Step 4: Action Execution

Once loaded:

  1. Parameter preparation: Collects parameters from the with block
  2. Input validation: Action validates its own inputs using schemas
  3. Execution: Calls action.run(inputs) with validated parameters
  4. Output handling: Processes and stores action outputs

Phase 3: Fallback Module Scanning

For backwards compatibility and development scenarios, the registry also supports module scanning:

  1. Module enumeration: Scans sys.modules for already-imported modules
  2. Convention detection: Looks for modules exporting ActionProvider
  3. Registration: Adds discovered actions to the registry

The Plugin Developer Experience

Creating an Action Package: Step-by-Step

Step 1: Standard Python Package Setup

Developers start with familiar Python packaging:

mkdir causaliq-pc-algorithm
cd causaliq-pc-algorithm

File: pyproject.toml

[build-system]
requires = ["setuptools>=61.0", "wheel"]
build-backend = "setuptools.build_meta"

[project]
name = "causaliq-pc-algorithm"
version = "1.0.0"
description = "PC algorithm implementation for CausalIQ workflows"
dependencies = [
    "causaliq-workflow>=0.1.1",
    "networkx>=2.8.0",
    "pandas>=1.5.0"

——

- [EXERCISE GOAL] Write out the workflow plugin passage in full, reproducing every line without alteration. Rely solely on the workflow plugin passage for this work.

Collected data
——

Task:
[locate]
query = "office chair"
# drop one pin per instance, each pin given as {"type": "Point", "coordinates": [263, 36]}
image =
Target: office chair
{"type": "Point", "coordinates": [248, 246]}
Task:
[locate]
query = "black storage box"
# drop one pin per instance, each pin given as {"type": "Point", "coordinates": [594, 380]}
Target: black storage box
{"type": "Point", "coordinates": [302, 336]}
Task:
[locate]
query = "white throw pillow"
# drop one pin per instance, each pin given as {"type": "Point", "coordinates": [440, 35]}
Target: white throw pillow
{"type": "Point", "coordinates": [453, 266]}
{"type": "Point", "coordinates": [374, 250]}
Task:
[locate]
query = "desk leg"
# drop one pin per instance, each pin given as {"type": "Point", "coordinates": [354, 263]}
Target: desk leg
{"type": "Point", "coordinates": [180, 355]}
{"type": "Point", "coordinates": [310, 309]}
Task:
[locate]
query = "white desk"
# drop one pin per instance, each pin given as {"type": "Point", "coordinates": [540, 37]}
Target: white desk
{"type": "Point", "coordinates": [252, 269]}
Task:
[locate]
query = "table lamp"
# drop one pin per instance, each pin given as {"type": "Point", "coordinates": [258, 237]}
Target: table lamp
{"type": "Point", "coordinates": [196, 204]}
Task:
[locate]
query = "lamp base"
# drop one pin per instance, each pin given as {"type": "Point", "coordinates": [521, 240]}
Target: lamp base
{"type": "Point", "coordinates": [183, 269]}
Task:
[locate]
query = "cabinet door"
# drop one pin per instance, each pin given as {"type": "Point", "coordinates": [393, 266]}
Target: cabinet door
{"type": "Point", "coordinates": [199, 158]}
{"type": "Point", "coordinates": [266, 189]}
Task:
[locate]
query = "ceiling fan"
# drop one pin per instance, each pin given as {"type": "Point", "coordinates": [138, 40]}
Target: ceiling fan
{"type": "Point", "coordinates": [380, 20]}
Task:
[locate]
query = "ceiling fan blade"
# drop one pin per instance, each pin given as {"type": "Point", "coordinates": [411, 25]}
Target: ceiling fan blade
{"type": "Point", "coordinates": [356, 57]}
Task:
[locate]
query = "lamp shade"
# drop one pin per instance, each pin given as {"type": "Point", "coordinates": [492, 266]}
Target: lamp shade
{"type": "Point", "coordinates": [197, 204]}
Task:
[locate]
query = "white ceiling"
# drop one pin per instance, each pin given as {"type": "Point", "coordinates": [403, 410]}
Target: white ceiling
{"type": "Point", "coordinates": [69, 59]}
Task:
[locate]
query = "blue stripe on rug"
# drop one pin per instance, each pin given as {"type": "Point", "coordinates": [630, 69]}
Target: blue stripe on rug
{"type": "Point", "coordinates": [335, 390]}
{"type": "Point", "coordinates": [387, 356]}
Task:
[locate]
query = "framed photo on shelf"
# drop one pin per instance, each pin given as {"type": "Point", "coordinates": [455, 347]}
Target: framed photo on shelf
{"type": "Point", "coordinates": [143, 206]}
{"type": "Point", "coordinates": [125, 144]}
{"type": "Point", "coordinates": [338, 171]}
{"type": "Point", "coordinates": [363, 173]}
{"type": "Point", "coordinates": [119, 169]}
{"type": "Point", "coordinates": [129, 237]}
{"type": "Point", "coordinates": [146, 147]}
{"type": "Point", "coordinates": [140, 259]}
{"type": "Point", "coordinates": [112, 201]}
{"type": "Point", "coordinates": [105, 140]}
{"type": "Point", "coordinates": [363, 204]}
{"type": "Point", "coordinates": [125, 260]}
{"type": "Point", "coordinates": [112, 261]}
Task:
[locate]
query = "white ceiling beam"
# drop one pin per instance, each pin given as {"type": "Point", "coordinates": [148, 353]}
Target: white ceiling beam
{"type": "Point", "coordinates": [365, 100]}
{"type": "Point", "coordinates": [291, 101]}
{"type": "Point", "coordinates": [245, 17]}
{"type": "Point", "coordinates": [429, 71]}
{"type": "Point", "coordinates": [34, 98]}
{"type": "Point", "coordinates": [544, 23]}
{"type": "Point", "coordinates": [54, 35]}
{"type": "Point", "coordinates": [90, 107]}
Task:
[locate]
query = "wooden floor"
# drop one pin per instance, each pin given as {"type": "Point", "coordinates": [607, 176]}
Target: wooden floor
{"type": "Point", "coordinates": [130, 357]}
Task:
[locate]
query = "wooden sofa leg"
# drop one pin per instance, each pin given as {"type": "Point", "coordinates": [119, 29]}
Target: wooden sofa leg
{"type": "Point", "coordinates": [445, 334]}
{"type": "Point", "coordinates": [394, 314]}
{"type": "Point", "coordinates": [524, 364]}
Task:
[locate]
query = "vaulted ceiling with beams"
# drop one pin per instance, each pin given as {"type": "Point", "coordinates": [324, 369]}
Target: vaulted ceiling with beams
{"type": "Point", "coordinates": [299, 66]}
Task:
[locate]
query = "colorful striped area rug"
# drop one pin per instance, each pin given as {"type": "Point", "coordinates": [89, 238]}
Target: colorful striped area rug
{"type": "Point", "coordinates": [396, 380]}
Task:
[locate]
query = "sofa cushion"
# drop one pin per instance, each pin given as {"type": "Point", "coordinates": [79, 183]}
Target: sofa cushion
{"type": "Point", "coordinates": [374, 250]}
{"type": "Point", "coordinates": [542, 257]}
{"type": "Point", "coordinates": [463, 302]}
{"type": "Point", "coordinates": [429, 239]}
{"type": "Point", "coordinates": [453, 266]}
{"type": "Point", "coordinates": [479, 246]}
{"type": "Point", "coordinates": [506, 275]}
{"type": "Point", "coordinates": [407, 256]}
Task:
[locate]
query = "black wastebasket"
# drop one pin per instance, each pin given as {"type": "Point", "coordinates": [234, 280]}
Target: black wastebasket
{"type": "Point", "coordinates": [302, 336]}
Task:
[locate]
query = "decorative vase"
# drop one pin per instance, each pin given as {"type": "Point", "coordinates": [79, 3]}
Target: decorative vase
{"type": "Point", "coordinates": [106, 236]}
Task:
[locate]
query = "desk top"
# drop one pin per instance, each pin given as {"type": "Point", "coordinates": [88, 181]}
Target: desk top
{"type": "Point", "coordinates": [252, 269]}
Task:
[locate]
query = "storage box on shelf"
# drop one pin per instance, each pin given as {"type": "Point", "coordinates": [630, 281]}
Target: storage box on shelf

——

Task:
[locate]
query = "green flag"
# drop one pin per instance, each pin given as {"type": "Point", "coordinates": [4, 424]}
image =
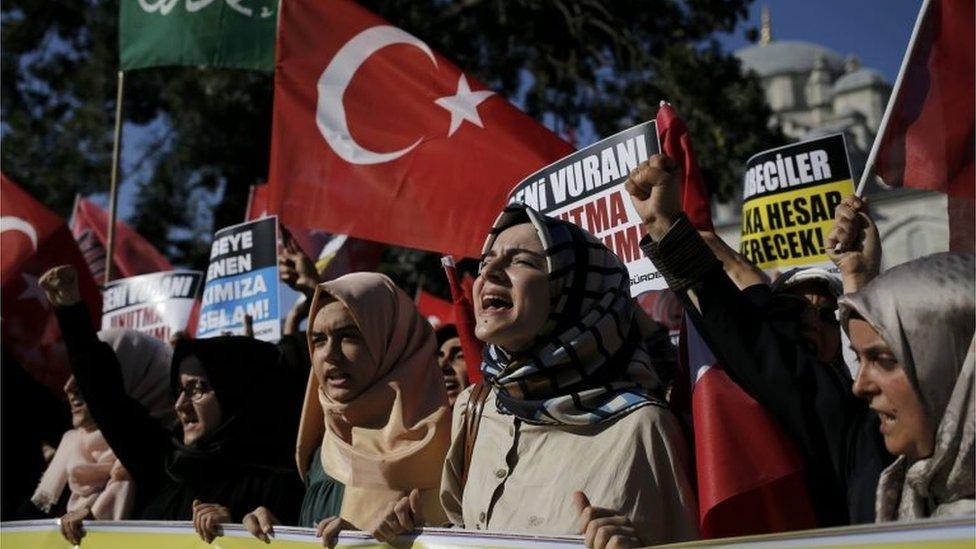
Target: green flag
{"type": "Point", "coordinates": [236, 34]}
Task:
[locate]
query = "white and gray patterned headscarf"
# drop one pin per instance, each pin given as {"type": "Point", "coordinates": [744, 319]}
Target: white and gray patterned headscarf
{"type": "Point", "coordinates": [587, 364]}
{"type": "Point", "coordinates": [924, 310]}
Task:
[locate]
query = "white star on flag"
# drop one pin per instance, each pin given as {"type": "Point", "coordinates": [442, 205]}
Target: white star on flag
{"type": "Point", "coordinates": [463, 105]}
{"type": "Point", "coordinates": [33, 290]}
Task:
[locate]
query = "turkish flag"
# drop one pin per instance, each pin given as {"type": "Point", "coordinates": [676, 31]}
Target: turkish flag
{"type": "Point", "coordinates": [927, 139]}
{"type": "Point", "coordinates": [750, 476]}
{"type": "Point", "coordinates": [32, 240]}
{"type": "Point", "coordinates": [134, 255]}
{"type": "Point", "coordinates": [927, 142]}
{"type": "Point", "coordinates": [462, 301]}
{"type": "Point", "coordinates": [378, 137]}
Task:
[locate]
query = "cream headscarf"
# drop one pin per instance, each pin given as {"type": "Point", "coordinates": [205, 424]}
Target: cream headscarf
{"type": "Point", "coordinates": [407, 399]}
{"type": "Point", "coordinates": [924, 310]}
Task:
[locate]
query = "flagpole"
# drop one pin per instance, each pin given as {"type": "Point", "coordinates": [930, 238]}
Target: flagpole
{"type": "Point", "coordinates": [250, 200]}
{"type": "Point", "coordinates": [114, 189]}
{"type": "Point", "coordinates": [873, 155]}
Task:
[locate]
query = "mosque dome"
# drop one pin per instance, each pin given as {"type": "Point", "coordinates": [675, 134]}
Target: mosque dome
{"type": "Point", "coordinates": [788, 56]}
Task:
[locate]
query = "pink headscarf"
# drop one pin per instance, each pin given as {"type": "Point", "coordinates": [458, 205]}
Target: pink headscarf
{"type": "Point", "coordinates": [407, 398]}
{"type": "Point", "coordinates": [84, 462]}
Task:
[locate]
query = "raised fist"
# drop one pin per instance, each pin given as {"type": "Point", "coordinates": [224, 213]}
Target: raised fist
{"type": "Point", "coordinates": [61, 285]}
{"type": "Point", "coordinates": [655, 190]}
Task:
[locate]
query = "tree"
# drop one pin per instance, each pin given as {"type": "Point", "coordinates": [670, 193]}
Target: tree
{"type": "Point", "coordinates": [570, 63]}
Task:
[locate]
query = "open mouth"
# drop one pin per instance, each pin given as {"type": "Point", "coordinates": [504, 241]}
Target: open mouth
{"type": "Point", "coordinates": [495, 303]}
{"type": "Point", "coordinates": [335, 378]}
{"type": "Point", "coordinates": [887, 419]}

——

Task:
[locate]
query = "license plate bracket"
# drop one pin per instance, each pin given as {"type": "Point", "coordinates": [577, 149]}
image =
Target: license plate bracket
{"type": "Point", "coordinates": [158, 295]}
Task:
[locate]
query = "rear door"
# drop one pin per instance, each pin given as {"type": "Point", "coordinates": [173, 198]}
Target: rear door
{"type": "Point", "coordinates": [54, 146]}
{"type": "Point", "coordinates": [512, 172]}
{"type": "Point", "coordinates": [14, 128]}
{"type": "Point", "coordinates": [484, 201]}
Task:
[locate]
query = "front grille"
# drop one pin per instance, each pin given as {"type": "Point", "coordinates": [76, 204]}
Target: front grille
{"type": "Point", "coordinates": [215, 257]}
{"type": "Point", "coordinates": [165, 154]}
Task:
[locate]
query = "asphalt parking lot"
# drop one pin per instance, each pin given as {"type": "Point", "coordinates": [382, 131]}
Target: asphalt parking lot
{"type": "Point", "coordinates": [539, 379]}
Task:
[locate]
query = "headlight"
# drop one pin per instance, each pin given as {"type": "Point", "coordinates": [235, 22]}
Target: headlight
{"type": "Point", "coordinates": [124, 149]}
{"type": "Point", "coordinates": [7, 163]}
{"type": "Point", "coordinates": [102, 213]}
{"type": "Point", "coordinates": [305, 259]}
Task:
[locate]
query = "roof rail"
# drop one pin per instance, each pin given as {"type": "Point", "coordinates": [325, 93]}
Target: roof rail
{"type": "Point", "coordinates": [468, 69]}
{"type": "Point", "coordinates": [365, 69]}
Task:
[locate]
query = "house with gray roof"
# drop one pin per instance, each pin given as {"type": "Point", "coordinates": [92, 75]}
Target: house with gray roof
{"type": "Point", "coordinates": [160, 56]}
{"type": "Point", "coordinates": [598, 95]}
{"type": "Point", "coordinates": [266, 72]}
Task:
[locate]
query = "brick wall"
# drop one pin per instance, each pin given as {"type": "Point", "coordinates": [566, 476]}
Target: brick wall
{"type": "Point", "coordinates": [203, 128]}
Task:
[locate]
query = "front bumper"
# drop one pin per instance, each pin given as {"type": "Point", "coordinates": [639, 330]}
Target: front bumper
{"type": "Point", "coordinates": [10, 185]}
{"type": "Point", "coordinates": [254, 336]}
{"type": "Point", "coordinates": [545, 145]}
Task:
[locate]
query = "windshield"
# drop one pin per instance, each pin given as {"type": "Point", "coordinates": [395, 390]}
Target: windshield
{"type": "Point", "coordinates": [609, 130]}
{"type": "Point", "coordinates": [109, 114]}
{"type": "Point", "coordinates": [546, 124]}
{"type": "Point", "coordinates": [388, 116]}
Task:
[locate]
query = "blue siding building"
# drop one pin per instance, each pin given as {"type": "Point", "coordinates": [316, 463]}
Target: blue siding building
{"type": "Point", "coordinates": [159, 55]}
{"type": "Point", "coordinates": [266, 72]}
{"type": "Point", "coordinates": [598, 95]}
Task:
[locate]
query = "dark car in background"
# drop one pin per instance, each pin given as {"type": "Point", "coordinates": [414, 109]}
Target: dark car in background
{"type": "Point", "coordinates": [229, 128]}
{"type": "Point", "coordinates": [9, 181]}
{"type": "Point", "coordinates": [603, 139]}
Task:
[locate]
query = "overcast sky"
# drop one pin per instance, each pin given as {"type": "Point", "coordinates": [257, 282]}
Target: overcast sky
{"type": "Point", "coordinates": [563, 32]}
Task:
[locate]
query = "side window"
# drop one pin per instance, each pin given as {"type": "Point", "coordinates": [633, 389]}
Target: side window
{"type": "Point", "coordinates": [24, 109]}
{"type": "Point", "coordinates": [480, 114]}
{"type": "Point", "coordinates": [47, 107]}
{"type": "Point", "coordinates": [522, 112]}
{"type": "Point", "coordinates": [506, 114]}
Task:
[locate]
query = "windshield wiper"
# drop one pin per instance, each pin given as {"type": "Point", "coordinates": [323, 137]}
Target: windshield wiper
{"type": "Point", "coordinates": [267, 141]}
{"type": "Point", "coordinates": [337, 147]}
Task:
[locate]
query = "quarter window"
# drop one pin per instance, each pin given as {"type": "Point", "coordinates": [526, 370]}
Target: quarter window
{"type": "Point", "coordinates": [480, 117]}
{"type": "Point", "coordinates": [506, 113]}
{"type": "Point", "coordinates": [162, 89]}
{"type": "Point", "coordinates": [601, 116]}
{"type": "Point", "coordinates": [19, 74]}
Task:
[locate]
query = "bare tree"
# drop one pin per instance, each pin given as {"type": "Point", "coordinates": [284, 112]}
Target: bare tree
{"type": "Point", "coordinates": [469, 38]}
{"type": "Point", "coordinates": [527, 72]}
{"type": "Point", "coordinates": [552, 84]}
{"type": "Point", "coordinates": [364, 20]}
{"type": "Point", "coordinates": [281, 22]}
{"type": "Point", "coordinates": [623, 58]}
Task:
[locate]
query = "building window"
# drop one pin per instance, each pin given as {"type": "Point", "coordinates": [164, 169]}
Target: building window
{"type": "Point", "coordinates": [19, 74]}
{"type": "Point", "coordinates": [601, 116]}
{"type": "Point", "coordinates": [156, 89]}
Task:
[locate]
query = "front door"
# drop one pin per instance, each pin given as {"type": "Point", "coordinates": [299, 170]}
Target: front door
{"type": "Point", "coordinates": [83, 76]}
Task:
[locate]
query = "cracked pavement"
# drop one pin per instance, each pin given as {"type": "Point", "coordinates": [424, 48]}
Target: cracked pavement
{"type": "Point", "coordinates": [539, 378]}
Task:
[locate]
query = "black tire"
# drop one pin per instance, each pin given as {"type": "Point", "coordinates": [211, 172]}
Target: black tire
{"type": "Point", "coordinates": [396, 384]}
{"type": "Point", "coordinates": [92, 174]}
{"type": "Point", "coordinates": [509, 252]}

——

- [WRITTEN RESPONSE]
Step 4: Action Execution

Once loaded:

  1. Parameter preparation: Collects parameters from the with block
  2. Input validation: Action validates its own inputs using schemas
  3. Execution: Calls action.run(inputs) with validated parameters
  4. Output handling: Processes and stores action outputs

Phase 3: Fallback Module Scanning

For backwards compatibility and development scenarios, the registry also supports module scanning:

  1. Module enumeration: Scans sys.modules for already-imported modules
  2. Convention detection: Looks for modules exporting ActionProvider
  3. Registration: Adds discovered actions to the registry

The Plugin Developer Experience

Creating an Action Package: Step-by-Step

Step 1: Standard Python Package Setup

Developers start with familiar Python packaging:

mkdir causaliq-pc-algorithm
cd causaliq-pc-algorithm

File: pyproject.toml

[build-system]
requires = ["setuptools>=61.0", "wheel"]
build-backend = "setuptools.build_meta"

[project]
name = "causaliq-pc-algorithm"
version = "1.0.0"
description = "PC algorithm implementation for CausalIQ workflows"
dependencies = [
    "causaliq-workflow>=0.1.1",
    "networkx>=2.8.0",
    "pandas>=1.5.0"